• **SUPPLIED DATA**
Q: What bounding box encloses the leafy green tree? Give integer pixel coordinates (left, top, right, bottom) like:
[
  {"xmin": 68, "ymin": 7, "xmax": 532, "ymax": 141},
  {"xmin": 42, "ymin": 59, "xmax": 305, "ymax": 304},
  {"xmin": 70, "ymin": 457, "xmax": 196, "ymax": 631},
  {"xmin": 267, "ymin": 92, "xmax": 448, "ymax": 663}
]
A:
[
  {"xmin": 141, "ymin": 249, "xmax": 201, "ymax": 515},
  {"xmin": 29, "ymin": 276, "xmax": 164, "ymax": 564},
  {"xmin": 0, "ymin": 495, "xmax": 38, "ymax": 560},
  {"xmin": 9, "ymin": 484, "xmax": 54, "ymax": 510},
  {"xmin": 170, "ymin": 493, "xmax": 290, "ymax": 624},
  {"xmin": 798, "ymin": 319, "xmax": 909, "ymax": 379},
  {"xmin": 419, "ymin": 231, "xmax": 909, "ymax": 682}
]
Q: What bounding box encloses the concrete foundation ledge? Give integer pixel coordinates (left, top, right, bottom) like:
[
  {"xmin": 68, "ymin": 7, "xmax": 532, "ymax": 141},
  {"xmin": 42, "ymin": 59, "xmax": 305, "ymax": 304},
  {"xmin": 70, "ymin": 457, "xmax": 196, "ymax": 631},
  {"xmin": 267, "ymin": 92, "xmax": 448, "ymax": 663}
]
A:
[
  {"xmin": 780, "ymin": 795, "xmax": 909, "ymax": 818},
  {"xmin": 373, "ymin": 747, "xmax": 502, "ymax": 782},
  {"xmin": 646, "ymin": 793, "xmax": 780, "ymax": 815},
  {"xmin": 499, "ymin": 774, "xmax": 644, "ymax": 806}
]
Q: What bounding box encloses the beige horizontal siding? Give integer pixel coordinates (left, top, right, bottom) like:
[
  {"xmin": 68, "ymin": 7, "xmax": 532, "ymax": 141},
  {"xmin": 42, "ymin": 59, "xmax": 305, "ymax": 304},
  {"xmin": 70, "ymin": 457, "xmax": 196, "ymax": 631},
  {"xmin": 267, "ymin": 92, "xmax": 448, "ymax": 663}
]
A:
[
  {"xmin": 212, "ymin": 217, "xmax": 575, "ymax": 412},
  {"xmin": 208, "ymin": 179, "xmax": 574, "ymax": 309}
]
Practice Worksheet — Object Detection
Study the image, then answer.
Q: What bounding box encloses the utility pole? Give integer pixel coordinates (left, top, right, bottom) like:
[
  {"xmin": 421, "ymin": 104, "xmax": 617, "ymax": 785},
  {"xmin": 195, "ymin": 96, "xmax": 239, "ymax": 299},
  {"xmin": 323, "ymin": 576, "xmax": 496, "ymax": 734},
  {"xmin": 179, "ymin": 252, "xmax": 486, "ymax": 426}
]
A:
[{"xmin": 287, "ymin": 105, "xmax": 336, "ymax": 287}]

==

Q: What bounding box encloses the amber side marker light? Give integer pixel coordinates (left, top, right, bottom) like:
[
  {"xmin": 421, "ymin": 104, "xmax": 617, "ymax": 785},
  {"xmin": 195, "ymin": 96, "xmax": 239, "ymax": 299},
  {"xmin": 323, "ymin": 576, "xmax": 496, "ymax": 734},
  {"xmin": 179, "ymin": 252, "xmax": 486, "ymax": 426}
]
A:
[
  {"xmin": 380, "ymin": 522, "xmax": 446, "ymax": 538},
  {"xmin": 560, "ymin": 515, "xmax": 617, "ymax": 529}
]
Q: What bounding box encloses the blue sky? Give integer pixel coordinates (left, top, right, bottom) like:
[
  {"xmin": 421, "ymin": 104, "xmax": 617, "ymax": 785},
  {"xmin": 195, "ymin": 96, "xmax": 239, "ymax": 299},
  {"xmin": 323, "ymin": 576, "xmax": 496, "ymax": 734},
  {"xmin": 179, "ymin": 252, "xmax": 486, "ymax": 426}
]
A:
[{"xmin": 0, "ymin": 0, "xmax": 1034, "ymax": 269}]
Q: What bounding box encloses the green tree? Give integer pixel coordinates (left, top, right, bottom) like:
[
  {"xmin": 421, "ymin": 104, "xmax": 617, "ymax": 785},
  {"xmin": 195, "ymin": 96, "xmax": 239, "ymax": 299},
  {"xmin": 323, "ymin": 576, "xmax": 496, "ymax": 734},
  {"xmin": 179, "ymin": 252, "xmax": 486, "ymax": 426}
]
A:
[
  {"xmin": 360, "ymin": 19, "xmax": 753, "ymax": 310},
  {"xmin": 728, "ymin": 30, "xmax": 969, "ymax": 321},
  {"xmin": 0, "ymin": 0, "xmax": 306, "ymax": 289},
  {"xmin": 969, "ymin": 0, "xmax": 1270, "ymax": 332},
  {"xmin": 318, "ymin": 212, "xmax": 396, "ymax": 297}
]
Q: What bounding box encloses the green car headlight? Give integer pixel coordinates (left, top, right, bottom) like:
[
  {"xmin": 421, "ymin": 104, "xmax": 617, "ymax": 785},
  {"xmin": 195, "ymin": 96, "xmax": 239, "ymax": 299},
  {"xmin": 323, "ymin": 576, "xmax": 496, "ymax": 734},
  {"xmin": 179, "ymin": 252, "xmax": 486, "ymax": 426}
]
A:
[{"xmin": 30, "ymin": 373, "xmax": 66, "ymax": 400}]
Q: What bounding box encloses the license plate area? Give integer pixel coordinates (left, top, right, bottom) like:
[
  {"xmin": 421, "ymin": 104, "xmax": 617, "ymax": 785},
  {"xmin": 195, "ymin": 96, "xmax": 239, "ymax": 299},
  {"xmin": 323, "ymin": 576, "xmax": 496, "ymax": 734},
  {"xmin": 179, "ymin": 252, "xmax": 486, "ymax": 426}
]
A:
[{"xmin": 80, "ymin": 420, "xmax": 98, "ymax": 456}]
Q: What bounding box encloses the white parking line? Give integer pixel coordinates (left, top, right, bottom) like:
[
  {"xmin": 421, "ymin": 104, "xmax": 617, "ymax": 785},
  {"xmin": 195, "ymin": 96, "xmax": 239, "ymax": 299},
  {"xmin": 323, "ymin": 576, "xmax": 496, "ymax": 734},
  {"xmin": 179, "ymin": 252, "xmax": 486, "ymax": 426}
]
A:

--

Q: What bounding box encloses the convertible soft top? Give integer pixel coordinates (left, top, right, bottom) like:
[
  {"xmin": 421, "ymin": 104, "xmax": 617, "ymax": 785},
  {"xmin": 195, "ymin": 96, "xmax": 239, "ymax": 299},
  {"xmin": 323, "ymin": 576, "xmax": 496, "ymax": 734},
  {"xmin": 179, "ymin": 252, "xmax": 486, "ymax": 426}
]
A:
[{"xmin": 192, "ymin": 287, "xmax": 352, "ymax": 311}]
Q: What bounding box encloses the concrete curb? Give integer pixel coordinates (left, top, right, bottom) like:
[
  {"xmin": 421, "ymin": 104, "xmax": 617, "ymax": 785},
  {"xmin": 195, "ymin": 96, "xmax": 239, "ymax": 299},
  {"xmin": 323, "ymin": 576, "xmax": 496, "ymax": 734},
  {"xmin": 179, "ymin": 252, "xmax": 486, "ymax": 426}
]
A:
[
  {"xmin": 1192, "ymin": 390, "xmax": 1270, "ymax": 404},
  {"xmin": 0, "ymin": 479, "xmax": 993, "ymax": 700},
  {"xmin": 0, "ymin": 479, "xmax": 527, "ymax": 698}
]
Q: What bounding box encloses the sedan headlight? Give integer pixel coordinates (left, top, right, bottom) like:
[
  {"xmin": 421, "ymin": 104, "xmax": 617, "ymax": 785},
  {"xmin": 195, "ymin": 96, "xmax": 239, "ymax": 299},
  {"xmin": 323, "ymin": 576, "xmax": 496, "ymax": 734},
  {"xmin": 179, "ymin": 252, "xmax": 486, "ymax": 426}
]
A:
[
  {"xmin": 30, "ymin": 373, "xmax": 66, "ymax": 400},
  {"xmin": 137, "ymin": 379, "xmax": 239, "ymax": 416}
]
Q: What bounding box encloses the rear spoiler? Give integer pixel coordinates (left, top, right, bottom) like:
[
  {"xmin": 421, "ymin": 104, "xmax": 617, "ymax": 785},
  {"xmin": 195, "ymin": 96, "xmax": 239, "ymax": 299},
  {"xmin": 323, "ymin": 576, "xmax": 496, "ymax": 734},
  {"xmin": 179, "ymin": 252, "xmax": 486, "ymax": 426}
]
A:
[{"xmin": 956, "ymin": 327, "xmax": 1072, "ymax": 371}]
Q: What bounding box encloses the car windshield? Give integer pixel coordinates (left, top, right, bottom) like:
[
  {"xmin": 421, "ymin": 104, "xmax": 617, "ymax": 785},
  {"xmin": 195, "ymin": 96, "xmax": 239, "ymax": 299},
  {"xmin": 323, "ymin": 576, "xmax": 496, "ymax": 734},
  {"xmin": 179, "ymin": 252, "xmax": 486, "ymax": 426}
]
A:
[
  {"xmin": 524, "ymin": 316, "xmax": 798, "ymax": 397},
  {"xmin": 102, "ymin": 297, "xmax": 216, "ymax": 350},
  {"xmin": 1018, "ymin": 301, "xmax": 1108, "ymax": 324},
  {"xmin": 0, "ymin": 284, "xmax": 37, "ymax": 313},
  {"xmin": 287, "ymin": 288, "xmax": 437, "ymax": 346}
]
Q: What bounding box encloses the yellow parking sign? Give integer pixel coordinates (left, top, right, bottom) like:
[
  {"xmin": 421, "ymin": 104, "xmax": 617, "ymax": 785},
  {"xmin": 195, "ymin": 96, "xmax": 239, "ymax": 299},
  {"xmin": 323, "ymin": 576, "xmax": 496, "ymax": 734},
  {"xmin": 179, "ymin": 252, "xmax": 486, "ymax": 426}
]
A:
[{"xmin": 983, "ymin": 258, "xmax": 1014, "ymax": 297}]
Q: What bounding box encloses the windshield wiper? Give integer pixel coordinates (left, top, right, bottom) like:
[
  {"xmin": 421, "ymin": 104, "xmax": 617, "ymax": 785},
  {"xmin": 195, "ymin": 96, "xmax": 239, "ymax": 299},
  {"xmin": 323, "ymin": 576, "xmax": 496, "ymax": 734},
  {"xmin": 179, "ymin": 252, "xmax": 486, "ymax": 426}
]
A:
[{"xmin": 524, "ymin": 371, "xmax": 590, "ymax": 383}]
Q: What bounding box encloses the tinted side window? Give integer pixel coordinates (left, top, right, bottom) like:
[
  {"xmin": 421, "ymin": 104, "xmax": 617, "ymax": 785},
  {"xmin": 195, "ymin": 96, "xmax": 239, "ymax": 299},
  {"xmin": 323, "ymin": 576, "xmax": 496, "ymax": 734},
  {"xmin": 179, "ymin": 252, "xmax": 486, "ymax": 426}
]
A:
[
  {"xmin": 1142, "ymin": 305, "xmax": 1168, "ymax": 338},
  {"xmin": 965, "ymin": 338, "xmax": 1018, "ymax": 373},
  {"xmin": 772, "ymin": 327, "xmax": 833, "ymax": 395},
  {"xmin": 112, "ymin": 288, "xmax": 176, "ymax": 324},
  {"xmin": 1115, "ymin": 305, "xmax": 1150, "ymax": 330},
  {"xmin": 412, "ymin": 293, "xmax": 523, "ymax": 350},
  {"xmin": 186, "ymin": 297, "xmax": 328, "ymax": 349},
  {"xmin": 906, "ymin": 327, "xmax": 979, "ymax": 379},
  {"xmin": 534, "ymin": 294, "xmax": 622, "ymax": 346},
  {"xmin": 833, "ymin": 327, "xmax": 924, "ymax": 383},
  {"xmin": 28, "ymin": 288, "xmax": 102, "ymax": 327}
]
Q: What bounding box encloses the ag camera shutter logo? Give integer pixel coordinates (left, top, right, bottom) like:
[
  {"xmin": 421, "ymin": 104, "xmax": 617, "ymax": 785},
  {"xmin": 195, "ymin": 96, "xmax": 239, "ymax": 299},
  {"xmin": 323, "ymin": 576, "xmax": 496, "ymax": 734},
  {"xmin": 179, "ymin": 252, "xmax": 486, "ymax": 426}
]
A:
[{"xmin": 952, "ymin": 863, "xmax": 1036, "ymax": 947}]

• **WORK TO COMPLETE**
Pick out each line in the records above that contains the word "windshield", and copy those lines in their original order without changing them.

• **FINISHED TASK**
Q: What bounding box encloses the car windshield? Give integer pixel coordinates (left, top, right, bottom) like:
Q: What bounding box encloses the windshield wiper? Give integer pixel coordinates (left, top, right, bottom) like:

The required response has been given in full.